** Start **
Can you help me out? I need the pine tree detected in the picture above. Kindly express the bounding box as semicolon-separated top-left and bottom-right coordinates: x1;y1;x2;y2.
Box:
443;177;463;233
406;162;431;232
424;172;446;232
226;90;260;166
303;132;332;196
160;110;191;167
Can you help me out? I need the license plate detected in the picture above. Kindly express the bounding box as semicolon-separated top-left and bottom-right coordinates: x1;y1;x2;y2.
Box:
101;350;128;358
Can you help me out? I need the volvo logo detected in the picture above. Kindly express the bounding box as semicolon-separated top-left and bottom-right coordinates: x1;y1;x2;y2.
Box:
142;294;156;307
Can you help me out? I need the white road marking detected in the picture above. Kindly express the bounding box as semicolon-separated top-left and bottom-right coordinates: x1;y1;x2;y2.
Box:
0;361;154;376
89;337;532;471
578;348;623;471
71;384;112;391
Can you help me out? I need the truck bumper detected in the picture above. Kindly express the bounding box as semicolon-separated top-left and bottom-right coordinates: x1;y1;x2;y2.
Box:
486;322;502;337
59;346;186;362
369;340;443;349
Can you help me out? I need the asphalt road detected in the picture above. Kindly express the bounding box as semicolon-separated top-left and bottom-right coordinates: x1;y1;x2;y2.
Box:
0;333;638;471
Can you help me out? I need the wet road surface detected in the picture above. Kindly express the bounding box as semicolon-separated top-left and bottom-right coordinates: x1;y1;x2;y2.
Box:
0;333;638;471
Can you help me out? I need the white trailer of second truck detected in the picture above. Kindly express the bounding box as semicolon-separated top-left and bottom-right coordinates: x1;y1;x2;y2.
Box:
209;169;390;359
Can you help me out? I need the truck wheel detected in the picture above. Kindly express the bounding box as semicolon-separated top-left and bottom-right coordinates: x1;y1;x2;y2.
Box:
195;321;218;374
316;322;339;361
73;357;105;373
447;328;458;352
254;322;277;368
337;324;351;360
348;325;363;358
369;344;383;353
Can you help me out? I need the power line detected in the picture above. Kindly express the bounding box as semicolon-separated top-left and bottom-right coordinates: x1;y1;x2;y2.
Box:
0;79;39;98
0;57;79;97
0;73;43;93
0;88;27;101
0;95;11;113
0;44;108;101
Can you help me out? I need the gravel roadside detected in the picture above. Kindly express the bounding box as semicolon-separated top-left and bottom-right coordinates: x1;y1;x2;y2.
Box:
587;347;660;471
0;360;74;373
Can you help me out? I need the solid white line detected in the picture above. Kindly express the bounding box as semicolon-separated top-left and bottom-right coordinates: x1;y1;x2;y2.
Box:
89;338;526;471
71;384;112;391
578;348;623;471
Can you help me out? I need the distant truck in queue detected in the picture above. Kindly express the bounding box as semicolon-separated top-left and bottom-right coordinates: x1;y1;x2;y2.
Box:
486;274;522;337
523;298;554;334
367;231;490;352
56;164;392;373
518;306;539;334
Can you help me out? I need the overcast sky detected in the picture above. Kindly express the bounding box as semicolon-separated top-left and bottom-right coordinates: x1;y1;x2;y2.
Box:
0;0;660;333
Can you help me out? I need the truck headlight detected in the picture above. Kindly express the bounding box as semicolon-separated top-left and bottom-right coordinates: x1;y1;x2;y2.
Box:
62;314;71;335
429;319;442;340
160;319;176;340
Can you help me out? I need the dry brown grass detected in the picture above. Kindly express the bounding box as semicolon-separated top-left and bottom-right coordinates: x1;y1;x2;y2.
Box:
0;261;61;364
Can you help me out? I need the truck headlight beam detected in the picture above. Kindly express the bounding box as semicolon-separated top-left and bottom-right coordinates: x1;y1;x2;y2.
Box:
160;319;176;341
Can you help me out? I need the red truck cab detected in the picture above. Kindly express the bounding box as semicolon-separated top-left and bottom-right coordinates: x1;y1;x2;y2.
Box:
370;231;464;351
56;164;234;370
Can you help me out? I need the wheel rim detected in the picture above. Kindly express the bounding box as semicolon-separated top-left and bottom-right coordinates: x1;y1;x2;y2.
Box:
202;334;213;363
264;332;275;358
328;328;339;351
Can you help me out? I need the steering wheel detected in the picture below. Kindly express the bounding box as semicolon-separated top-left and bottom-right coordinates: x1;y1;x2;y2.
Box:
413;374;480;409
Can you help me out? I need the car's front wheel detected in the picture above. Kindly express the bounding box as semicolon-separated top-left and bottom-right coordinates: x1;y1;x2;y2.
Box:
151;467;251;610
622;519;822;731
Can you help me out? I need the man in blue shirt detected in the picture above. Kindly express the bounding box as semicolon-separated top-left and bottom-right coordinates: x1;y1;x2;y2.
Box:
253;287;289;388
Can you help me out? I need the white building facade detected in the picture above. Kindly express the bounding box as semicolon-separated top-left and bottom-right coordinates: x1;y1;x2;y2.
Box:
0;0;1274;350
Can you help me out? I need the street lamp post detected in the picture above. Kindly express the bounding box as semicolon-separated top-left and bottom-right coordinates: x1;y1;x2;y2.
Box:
** End **
Problem details
Copy out the material above word for word, keeping every line in order and changing nothing.

Answer in full
Can you help me out? I need the pine tree detected in the picture above. Kindly express the bounding box as semicolon-separated top-left and bottom-right coordinates: x1;y1;x2;y2.
Box:
443;177;463;233
406;162;431;232
424;172;446;232
226;90;260;166
303;132;332;196
160;110;191;167
Can you help me out? I need the license plate detected in the picture above. Kindly express the bounding box as semicolon-separated top-left and bottom-right coordinates: x1;y1;x2;y2.
Box:
101;350;128;358
Can you help me out? I need the volvo logo detected in the picture above. Kindly express the bounding box as semicolon-separated top-left and bottom-right coordinates: x1;y1;x2;y2.
Box:
142;294;156;307
Can you help me out? I need the white road marking detected in the picture above. Kindly express the bounding box as semicolon-separated top-left and bottom-right coordinates: x1;y1;x2;y2.
Box:
0;361;154;376
89;337;532;471
578;348;623;471
71;384;112;391
Can you help me out? I need the truck bumper detected in the picture above. Kindly express the bounding box as semicolon-separated top-left and bottom-right coordinates: x1;y1;x2;y2.
Box:
486;322;502;337
59;346;186;362
369;340;443;349
Can you help me out? I need the asphalt road detected in the picture above. Kindly express the bounding box as semicolon-separated top-left and bottom-right coordinates: x1;y1;x2;y2.
Box:
0;333;638;471
Can you help me out? I need the wet road surface detected in the picture above. Kindly express the bounding box as semicolon-separated top-left and bottom-right coordinates: x1;y1;x2;y2.
Box:
0;333;638;471
Can you help me out? I need the white trailer of second truck detected in the picture above. Kindly express the bounding box as semicolon-separated top-left and bottom-right coordinates: x1;y1;x2;y2.
Box:
209;169;390;359
Can you help me out? I need the truck wheel detected in the picture above. Kindly express the bounding box as semicolon-separated top-left and bottom-right coordinates: x1;y1;x2;y2.
Box:
195;321;218;374
316;322;339;361
73;357;105;373
447;328;458;352
254;322;277;368
337;324;351;360
348;325;363;358
369;344;383;353
Can you help me out? I need the power line detected in the picture above. Kindly express the bounding box as semicolon-separated top-left and bottom-right coordinates: x1;y1;x2;y2.
Box:
0;79;39;98
0;57;79;97
0;73;43;93
0;88;27;101
0;95;11;113
0;44;108;101
Can you help me out? I need the gravel roadside detected in the picture above. Kindly express the bounding box as semicolon-separated top-left and bottom-right coordinates: x1;y1;x2;y2.
Box:
587;347;660;471
0;360;74;373
Can you help me out? I need the solid white line detected in the picture above. Kindly express the bounding box as semicolon-separated top-left and bottom-right coordinates: x1;y1;x2;y2.
Box:
89;338;526;471
71;384;112;391
578;348;623;471
Can you help me out? I need the distant truck in queue detected in the picture above. Kindly express the bounding box as semicolon-separated top-left and bottom-right coordinates: x1;y1;x2;y2.
Box:
486;274;522;337
523;298;554;334
367;231;490;352
56;164;392;373
518;306;539;334
Can you help me out? I need the overcast sky detected in the picture above. Kindly express the bounding box as semicolon-separated top-left and bottom-right coordinates: x1;y1;x2;y2.
Box:
0;0;660;333
Can you help me out? I need the truck headlight detected in the picture above. Kindly express the bounding box as semicolon-separated top-left and bottom-right coordinates: x1;y1;x2;y2.
Box:
62;314;71;335
429;319;442;340
160;319;176;340
Can you help me out? I need the dry brown grass detected in the picture above. Kindly express the bounding box as semicolon-separated top-left and bottom-right coordinates: x1;y1;x2;y2.
Box:
0;261;61;364
Can you help me out? I need the truck headlight beam detected in the picture above. Kindly express the bounding box as semicolon-separated top-left and bottom-right coordinates: x1;y1;x2;y2.
Box:
160;319;176;341
Can you help me out? I need the red truck cab detected in the picture above. Kindly express the bounding box as semicolon-separated top-left and bottom-right coordinates: x1;y1;x2;y2.
Box:
370;231;464;351
56;164;234;370
Can you help me out? I need the wheel rim detected in the picture above. Kindly express the bounding box as semicolon-separated top-left and bottom-right coordinates: x1;y1;x2;y2.
Box:
202;334;213;363
264;332;275;358
328;328;339;351
Can you help me out? I need the steering wheel detected in the picture below. Kindly express the bounding box as semicolon-separated top-left and bottom-right coordinates: x1;y1;x2;y2.
Box:
413;374;480;409
Can you help me out? I need the car's front wheel detected in the picture above. Kindly express the bounding box as semicolon-separated top-left and bottom-right coordinates: x1;y1;x2;y2.
Box:
151;467;251;610
622;519;822;731
Can you help me out? I need the man in blue shirt detected in the picture above. Kindly express the bounding box as semicolon-separated top-left and bottom-right coordinates: x1;y1;x2;y2.
Box:
253;287;289;388
Can you help me out? I need the white building facade detected in the picture above. Kindly express the bounding box as semicolon-separated top-left and bottom-right coordinates: x1;y1;x2;y2.
Box:
0;0;1274;350
Can you help me out? I need the street lamp post detected in the picture above. Kindly express the bounding box as semicolon-separated top-left and bottom-right coordinates: x1;y1;x2;y2.
Box:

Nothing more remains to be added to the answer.